With the pictures left out, copy the listing below exactly.

* [ITEMS]:
···

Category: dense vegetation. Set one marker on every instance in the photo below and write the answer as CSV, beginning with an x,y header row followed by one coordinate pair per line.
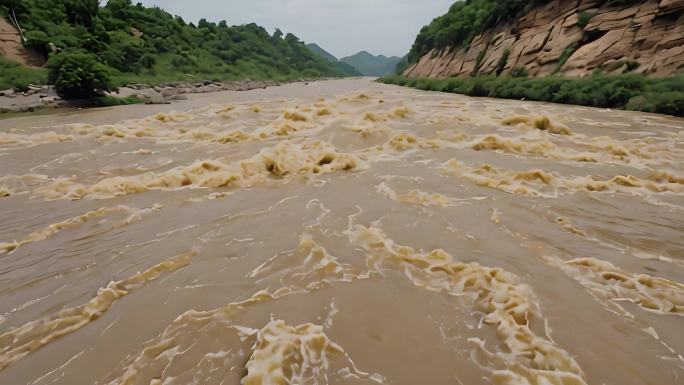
x,y
134,43
629,91
466,19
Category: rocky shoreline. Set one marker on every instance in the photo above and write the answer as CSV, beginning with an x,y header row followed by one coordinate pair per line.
x,y
45,97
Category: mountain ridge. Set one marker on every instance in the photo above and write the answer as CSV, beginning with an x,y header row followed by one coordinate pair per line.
x,y
341,66
372,65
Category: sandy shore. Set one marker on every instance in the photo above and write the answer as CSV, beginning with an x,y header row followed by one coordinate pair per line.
x,y
44,97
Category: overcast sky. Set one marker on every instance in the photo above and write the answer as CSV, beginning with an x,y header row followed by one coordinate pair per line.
x,y
342,27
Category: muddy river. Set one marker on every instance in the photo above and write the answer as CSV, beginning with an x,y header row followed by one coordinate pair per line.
x,y
342,232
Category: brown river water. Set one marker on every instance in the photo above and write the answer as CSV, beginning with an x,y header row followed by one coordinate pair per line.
x,y
342,232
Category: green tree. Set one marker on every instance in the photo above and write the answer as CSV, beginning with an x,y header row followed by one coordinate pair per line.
x,y
78,74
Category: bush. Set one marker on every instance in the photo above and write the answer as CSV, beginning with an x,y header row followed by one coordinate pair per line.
x,y
77,74
626,91
15,75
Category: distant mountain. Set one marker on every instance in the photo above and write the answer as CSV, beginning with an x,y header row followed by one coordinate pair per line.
x,y
371,65
339,65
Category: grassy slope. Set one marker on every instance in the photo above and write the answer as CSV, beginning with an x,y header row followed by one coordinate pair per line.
x,y
629,91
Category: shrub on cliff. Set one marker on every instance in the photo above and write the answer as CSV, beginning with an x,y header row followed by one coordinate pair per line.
x,y
627,91
78,74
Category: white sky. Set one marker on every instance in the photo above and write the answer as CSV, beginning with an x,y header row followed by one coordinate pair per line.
x,y
342,27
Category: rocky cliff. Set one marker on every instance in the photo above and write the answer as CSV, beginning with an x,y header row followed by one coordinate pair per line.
x,y
11,47
574,38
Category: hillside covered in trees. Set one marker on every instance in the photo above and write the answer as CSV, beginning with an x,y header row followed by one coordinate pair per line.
x,y
127,43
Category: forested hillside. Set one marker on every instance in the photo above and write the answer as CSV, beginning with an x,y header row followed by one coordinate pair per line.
x,y
133,43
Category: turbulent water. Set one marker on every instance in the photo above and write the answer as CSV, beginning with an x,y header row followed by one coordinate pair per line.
x,y
342,232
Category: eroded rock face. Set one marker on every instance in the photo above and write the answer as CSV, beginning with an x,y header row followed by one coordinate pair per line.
x,y
647,38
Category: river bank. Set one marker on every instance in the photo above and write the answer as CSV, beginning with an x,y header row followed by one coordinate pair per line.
x,y
631,92
362,224
38,98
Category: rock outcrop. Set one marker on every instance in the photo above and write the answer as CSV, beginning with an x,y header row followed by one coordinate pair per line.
x,y
574,38
11,47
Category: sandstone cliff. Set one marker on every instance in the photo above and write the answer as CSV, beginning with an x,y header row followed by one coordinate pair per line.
x,y
574,38
11,47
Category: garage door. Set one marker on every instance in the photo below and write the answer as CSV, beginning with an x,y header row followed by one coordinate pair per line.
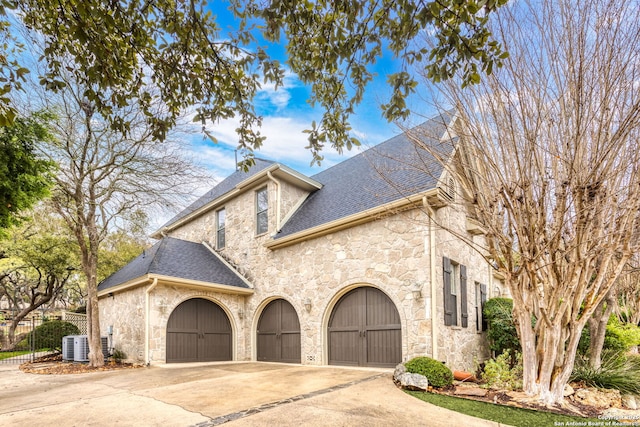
x,y
279,333
364,330
198,331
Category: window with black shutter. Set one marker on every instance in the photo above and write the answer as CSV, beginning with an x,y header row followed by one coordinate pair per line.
x,y
464,312
481,299
455,293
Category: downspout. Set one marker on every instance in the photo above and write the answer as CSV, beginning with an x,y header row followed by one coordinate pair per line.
x,y
432,278
275,181
147,309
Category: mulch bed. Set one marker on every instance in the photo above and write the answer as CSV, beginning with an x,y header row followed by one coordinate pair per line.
x,y
571,408
54,365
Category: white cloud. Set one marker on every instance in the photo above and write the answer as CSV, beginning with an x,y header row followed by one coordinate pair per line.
x,y
280,97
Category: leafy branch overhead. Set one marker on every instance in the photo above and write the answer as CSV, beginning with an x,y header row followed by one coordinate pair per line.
x,y
175,53
333,47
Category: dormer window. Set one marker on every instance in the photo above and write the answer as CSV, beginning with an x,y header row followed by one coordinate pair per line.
x,y
221,220
262,211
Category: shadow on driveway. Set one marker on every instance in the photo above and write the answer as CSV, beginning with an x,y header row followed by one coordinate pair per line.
x,y
233,394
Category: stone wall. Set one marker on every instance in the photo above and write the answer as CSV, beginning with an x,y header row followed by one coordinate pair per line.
x,y
390,253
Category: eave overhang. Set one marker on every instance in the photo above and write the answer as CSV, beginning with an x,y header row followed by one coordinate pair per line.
x,y
175,281
369,215
277,170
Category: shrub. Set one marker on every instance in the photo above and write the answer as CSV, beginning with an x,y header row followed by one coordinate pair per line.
x,y
617,371
501,330
499,372
49,334
618,337
436,372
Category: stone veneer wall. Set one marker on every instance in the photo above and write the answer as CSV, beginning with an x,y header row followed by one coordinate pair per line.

···

* [RESULT FOR THIS TASK]:
Category: dense vegetation. Set one marker on every instance in the photo below and write the answer as CSV, beginning with an x,y header row followed by one coordinate pair per line.
x,y
134,43
629,91
466,19
Category: rocky shoreline. Set one marker on every instance in the photo above and write the answer as CSV, beginning with an x,y header row followed by one coordinate pair per line.
x,y
45,97
Category: mountain ridge. Set one marker on every instance in the photo above and write the answer as CSV, beginning with an x,y header row followed by one coordinate pair per line.
x,y
341,66
372,65
Category: sandy shore. Set one marker on every instance in the photo above and write the answer as CSV, beginning with an x,y header row followed by one coordinate pair per line.
x,y
44,97
Category: overcast sky. Set one marker on every instance in the photo above and write the answer as CSV, beginning with an x,y header row followed by one coordinate pair per line.
x,y
342,27
Category: muddy river. Set one marker on every instance in the photo above and write the answer as CSV, beginning with an x,y header row followed by one coordinate pair per line.
x,y
342,232
Category: brown river water. Set one marker on every instance in the photo above and write the answer as CSV, beginning with an x,y header row followed by one coordinate pair per line.
x,y
342,232
Category: green tree. Set one marker on every instance in the photo above and write the answer as CSV, beginning with an x,y header row followed by one coordinate pair per line.
x,y
78,74
Category: bush. Set one marker on every instance in the photo above and write the answer as CSV, beginning with an x,y header row followed by one coordinate pair per line.
x,y
77,74
626,91
15,75
Category: distant mountain. Set one marker on every instance in the photo above and write the answer as CSV, beginning with an x,y header row followed by one coordinate pair per line.
x,y
371,65
339,65
Category: grassy slope. Set one marker on every instance in the photo above and write the answer as CSV, beginning with an x,y header row followed by one coordinate pair per line.
x,y
629,91
Category: shrub on cliff. Set one marker on every instance in the photo above and write the answer as CSV, beginning with an x,y header row followed by one coordinate pair per line.
x,y
627,91
78,74
Category: white sky. Set one marker on every instance in the photo above and write the answer as CSV, beginning with an x,y header row followed by one coordinate pair per line.
x,y
342,27
Category: rocky cliff. Set one marker on every instance in the photo above and write the answer as CSV, beginning with an x,y header row followed by one coordinate pair per line.
x,y
11,47
574,38
Category: hillside covered in trees. Set one marker on every instance in the photo above and write the answer as CSV, beginning with an x,y header row followed by one coordinate pair per line.
x,y
127,43
Category: forested hillside. Set one marker on every instance in the photo above and write the answer as CSV, beginning with an x,y header row followed by one coordinate pair per line.
x,y
133,43
Category: turbulent water. Set one marker on every instance in the photo above and write the answer as CSV, beginning with an x,y header row followed by one coordinate pair per line.
x,y
342,232
Category: eroded rock face. Set one marker on every instance in the photo above and write the answer as CSV, beginning with an x,y header row followed by one coordinate pair per line.
x,y
647,38
Category: river bank. Set one marker on every instance in the photo above and write the answer as CSV, beginning with an x,y header row followed by one coordinate pair per line.
x,y
631,92
362,224
38,98
Category: rock outcrop. Set one marker on every instance in the photo above and write the answer as CSV, beginning with an x,y header row followed by one coordinate pair per line.
x,y
574,38
11,47
Category: sandstone cliff. Set one marker on every instance in the photo above and write the answer as CSV, beginning with an x,y header row followed by one coordinate pair per line.
x,y
574,38
11,47
Category: garage door. Set one marker on every instance in the photo below and write the answer as CSV, beginning with an x,y header row followed by one coordinate pair per line.
x,y
279,333
364,330
198,331
Category: window with black shutter. Set one marker on every instance in the photo above and write the answer as CSV, beginning with an x,y header row followed by one coordinate pair per line.
x,y
464,312
481,299
455,293
Category: downspout. Set one marker on every instance in the photo above and write the answer as CSV, beginning with an x,y header row followed by one coordinate pair per line.
x,y
432,278
275,181
147,309
Category: mulch bed. Set one marker on every instance in the photo above and write the answer as CSV, beginning with an x,y header row followed by one coordinate pair per line.
x,y
571,408
54,365
Category: white cloud. Set one marker on every instance in the photo above and write the answer as CSV, beginning with an x,y header row followed by one coordinate pair per line.
x,y
280,97
Category: leafy branch overhead. Set one marker on every instance in the photo above and write the answer as CSV, beginning with an x,y header row followed by one coordinate pair per line.
x,y
175,53
333,47
Category: dormer window. Set one marker on every instance in the photo above and write the answer as CSV, beginning with an x,y header row followed by one coordinate pair per line.
x,y
221,220
262,211
Category: shadow on driveway. Set one marker on every instance in the photo above and write the answer as CSV, beginning with an x,y header row followed by one coordinate pair per line.
x,y
233,394
Category: stone wall. Set one marker on every instance in the photo above and write the answer as CSV, beginning with an x,y header row followed by one coordinate pair per line.
x,y
390,253
Category: eave overhang. Set one marker on every instance in the photo above and write the answer as CSV, beginning with an x,y header row followed by one coordinate pair per line.
x,y
175,281
369,215
277,170
Category: shrub. Set one marker on every instance in the photo above and write the answer as CSV, beginning with an x,y header row followed by one coordinate pair per line.
x,y
617,371
501,330
499,372
49,334
618,337
436,372
Category: stone veneer wall. Set one marker on every instance in the photo above and write the answer as CSV, beginning with an x,y header row followed by one coordinate pair per line.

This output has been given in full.